(Exercise text begins)

Germany refuses Xi Jinping's request to visit Holocaust memorial sites during tour of Europe

Beijing wanted trip to be part of Xi's itinerary this month

Germany has declined two Chinese requests to include Holocaust memorial sites in the official itinerary of President Xi Jinping, who is due to pay a state visit to Europe’s largest economy at the end of the month, a German magazine reported.

Citing government sources, the magazine Der Spiegel said on Tuesday that Chancellor Angela Merkel’s government wanted “no part of the East Asian propaganda war” amid rising tensions between China and Japan over the legacy of the war in East Asia.

Beijing planned to make that a key theme of Xi’s trip in an effort to contrast Germany’s atonement for war crimes with Japan’s ambivalent stance.

Merkel’s government declined to include a visit to the Memorial to the Murdered Jews of Europe, Berlin’s largest Holocaust memorial, in the itinerary, Der Spiegel said.

Merkel’s government also declined a Chinese request for a joint visit by Xi and Merkel to the Neue Wache, another war memorial in Berlin.

Xi was, however, welcome to visit the memorials on his own, the sources told the German magazine.

Agreeing to the Chinese request could have upset Japan, said Dr Stephen Nagy, assistant professor at the Department of Japanese Studies at the Chinese University of Hong Kong.

Chancellor Merkel "has delicate balance to walk", he said. "Japan and Germany have deep and broad economic relations, but the German business community also sees a necessity to maintain strong links with Chinese consumers.”

In December, Japanese Premier Shinzo Abe further antagonised China by visiting the Yasukuni Shrine in downtown Tokyo, which honours Japan's war-dead, including 14 class-A war criminals convicted by the Tokyo War Crimes Tribunal in 1947.

(Exercise text ends)

| Parts of the exercise |
1) Change "Neue Wache" to "New Guardhouse" in the Xi visit report and give the passage between "Merkel’s government declined" and "of Hong Kong.", inclusive.
2) According to the Xi visit report, which shrine did Shinzo Abe visit in December?
The items have nothing to do with this.

(Information given begins)

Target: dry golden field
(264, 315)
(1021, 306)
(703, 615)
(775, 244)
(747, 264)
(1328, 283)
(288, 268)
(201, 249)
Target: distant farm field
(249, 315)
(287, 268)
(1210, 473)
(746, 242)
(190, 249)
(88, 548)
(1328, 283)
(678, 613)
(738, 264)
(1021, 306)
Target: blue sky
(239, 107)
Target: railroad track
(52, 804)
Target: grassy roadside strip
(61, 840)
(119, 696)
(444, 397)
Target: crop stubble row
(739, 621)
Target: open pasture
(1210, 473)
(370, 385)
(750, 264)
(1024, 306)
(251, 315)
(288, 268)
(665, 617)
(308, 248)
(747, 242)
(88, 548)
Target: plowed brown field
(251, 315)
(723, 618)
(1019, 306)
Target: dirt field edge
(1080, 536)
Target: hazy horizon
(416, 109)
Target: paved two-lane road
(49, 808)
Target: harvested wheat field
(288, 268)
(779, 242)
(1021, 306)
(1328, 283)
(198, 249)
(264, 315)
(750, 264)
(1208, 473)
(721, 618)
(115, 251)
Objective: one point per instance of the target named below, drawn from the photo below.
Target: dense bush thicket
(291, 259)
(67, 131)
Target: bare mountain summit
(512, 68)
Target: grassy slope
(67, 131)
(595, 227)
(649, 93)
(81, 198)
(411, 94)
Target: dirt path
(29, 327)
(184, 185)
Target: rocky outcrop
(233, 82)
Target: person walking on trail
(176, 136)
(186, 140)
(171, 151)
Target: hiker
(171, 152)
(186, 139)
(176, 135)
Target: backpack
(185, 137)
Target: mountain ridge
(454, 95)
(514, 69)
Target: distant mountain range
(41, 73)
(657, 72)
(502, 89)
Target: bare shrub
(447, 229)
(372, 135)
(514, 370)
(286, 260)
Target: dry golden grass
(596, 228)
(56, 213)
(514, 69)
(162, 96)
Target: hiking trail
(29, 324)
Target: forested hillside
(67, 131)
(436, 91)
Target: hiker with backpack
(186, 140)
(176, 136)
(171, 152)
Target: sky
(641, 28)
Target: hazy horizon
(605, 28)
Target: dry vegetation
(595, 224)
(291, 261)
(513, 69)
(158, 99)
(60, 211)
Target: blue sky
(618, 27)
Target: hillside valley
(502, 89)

(Information given ends)
(Information given begins)

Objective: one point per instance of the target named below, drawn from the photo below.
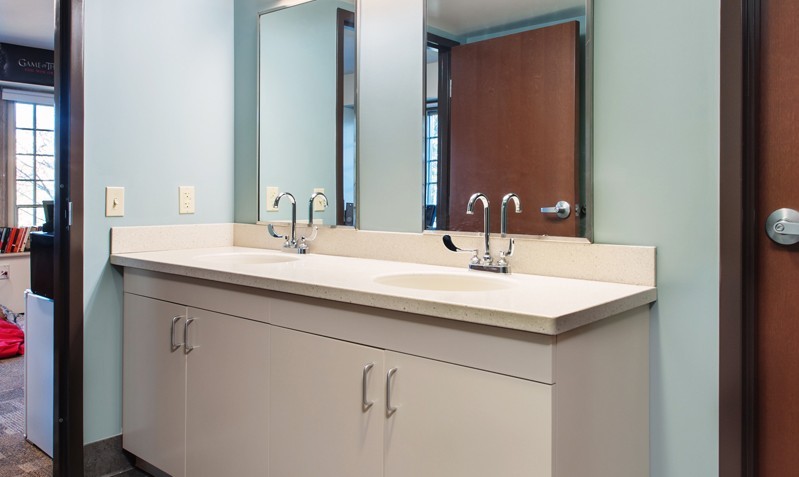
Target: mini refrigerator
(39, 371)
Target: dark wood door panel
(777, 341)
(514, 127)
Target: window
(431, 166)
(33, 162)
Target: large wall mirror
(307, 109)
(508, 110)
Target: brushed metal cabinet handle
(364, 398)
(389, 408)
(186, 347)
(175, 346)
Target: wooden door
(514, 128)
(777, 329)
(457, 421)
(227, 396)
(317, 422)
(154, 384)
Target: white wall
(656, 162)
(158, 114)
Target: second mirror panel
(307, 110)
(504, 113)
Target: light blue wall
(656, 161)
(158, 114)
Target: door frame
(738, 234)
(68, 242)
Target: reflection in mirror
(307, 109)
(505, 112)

(Information given ends)

| Replies |
1)
Merkel’s government declined to include a visit to the Memorial to the Murdered Jews of Europe, Berlin’s largest Holocaust memorial, in the itinerary, Der Spiegel said.

Merkel’s government also declined a Chinese request for a joint visit by Xi and Merkel to the New Guardhouse, another war memorial in Berlin.

Xi was, however, welcome to visit the memorials on his own, the sources told the German magazine.

Agreeing to the Chinese request could have upset Japan, said Dr Stephen Nagy, assistant professor at the Department of Japanese Studies at the Chinese University of Hong Kong.

2) The Yasukuni Shrine in downtown Tokyo.